• **Brief**
Retype, without any change, the line that contains "of the brick" and every line that follows it to the end of the entries, and nothing else.

─── Given entries

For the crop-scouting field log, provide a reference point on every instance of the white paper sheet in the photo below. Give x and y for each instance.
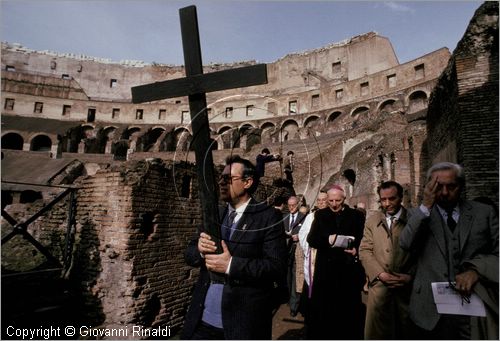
(448, 301)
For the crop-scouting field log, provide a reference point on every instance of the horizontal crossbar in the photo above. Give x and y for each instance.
(208, 82)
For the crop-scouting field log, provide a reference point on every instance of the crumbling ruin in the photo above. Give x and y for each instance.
(351, 113)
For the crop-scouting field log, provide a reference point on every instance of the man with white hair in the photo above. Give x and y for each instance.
(457, 243)
(335, 309)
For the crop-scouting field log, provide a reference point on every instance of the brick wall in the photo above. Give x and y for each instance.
(463, 109)
(134, 225)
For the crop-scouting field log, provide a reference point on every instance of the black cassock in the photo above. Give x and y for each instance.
(335, 310)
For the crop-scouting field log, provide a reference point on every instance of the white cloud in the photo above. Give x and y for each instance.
(398, 6)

──────

• **Reply to the task**
For the crop-scouting field log, provide a reference point on every instance of the brick wall in the photo above. Give x and y for each instance.
(463, 109)
(134, 225)
For the crop-scouting field log, provide a reference point on every instance of the black cassock in the photo above. Give x and y for each instance.
(335, 310)
For the crop-scouting field log, provide a reference point on every instance of the white cloud in the photo above. Give x and y for each instance.
(398, 6)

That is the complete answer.